● **SOURCE PASSAGE**
::::::::

Interacting with SQL databases from Python is tough when using the bare-bones DBAPI model of pyodbc, sqlite3 or otherwise.

Wouldn’t it be great if there were a system that could abstract all of the nitty gritty (e.g. connection ports and all that) and provide you with a standardised way of interacting with database?

Well, the answer to that question is SQLAlchemy!

Preliminaries

Before we start, I really should mention that all I am essentially doing in this blog post is condensing what is already documented - to a very high standard - on the official SQLAlchemy website.

The documentation will provide more details than I will, but I’m hoping that this blog post can perhaps abstract away some of the more ‘esoteric’ points raised in the official documentation and provide you with a more holistic view of how SQLAlchemy works conceptually and how you can deploy this package in your own projects.

What’s wrong with the classic approach?

The point of SQLAlchemy is to make it easier for you, as a user, to interact with databases.

Without SQLAlchemy, you need to connect to databases the old-school way which typically involves many calls to different intermediate objects.

With the sqlite3 API, you have to construct calls like this,

import sqlite3

# Open a connection
con = sqlite3.connect(':memory:')

# Create a cursor
cur = con.cursor()

::::::::

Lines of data
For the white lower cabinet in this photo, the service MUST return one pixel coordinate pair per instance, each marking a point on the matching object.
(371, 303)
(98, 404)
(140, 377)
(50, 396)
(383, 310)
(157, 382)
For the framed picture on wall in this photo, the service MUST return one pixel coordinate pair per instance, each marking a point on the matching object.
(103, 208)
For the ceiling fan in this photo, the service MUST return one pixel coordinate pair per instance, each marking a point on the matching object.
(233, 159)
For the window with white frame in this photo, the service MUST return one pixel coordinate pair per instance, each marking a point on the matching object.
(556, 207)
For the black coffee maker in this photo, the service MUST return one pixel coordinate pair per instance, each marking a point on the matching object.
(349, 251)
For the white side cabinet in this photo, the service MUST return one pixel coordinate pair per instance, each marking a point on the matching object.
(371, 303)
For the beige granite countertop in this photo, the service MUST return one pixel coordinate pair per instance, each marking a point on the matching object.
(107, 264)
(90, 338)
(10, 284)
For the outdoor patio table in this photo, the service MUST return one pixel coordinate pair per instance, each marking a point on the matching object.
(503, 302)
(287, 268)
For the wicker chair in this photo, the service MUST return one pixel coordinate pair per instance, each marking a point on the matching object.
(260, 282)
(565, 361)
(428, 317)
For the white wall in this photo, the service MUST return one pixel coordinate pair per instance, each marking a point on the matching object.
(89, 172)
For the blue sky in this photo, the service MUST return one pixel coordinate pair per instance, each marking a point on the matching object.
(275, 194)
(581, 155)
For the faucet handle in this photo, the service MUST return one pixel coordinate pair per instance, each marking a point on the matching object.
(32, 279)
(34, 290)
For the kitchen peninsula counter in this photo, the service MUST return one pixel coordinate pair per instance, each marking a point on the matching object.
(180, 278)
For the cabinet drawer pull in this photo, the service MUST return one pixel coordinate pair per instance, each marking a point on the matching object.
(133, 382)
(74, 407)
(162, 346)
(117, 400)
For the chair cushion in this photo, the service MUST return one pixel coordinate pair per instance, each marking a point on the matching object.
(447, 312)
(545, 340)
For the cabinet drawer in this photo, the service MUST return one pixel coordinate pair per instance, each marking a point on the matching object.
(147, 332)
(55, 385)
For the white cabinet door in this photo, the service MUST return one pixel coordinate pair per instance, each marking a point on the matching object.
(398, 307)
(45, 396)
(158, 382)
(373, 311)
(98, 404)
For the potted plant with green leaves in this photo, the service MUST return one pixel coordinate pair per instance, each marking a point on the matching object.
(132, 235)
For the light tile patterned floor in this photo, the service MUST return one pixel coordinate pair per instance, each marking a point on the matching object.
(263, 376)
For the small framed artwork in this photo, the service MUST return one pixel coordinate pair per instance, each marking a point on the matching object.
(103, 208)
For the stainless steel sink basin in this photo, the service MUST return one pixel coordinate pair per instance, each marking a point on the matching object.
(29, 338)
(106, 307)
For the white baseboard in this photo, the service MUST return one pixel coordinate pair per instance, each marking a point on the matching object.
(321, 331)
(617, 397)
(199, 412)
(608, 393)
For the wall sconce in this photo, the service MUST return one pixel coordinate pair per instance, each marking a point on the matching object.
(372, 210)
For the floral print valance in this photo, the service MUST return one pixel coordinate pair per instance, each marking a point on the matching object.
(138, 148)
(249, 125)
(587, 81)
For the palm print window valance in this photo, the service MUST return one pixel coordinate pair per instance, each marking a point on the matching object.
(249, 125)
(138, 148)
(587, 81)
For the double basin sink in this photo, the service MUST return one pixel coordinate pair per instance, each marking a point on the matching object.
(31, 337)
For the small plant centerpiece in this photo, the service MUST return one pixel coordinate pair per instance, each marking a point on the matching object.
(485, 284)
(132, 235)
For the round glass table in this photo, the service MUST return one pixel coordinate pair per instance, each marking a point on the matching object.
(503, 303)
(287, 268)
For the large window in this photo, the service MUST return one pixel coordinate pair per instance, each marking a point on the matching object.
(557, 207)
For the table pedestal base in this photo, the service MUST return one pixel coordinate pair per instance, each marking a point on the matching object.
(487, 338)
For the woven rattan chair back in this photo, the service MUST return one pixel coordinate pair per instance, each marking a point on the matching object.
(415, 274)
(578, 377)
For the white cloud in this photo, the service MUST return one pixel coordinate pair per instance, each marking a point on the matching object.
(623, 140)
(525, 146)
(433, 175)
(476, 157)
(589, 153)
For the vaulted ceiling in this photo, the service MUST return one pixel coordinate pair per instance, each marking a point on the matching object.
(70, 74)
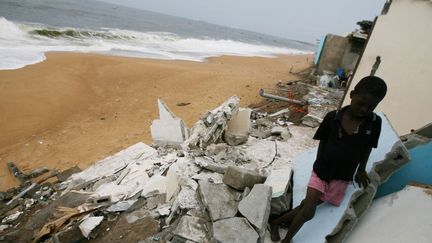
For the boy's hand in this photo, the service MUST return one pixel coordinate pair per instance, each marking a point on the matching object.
(362, 179)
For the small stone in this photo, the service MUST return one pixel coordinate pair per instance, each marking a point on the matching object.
(192, 228)
(234, 230)
(256, 208)
(240, 178)
(121, 206)
(89, 224)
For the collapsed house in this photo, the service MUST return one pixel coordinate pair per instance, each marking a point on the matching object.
(221, 180)
(225, 175)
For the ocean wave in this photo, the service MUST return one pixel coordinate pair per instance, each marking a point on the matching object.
(25, 43)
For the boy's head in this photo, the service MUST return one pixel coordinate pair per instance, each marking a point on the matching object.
(366, 95)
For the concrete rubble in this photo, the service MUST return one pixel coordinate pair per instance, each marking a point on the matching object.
(169, 130)
(280, 180)
(239, 178)
(256, 208)
(217, 183)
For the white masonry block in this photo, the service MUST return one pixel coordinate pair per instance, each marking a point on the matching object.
(169, 130)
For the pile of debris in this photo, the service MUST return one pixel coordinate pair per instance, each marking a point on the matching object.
(219, 181)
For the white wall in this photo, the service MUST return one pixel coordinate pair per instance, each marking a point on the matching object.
(403, 39)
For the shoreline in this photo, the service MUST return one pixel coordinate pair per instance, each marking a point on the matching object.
(77, 108)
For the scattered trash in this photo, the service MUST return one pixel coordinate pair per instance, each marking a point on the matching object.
(195, 183)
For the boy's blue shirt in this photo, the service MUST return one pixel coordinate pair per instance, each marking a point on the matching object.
(342, 152)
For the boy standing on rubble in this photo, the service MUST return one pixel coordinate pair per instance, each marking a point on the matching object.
(347, 137)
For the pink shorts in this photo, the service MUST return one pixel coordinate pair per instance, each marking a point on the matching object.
(332, 192)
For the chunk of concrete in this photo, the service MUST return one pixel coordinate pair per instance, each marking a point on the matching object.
(240, 178)
(234, 230)
(64, 175)
(210, 128)
(89, 224)
(131, 231)
(121, 206)
(192, 228)
(219, 200)
(109, 166)
(256, 208)
(282, 132)
(238, 127)
(208, 164)
(280, 181)
(157, 184)
(168, 130)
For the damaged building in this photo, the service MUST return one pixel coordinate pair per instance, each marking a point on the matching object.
(222, 179)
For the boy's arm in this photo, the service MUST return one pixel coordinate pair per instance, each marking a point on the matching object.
(361, 176)
(321, 147)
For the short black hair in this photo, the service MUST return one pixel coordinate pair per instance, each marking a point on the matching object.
(371, 85)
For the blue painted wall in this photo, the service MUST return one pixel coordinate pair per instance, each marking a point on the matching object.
(419, 169)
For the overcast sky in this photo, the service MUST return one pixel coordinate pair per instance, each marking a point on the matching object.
(305, 20)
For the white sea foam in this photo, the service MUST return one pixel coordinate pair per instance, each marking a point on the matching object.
(24, 44)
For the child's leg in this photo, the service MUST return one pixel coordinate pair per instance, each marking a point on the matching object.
(312, 195)
(285, 218)
(306, 212)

::::::::

● **EXERCISE INSTRUCTIONS**
1. Rewrite the paragraph in the SQLAlchemy post that begins "The documentation will provide more details than I will" as one shorter sentence, keeping its main points.
2. According to the SQLAlchemy post, what does connecting to databases the old-school way typically involve?
3. Using the SQLAlchemy post, explain in one to three sentences why it presents SQLAlchemy as an improvement over the classic DBAPI approach.

● **OUTPUTS IN ORDER**
1. The official documentation is more detailed, but this post aims to simplify its more esoteric points and give a holistic view of how SQLAlchemy works conceptually and how to use it in your own projects.

2. Many calls to different intermediate objects.

3. The classic approach means connecting the old-school way, which typically involves many calls to different intermediate objects, such as opening a connection and then creating a cursor with sqlite3. SQLAlchemy abstracts away the nitty gritty, like connection ports, and provides a standardized way of interacting with databases.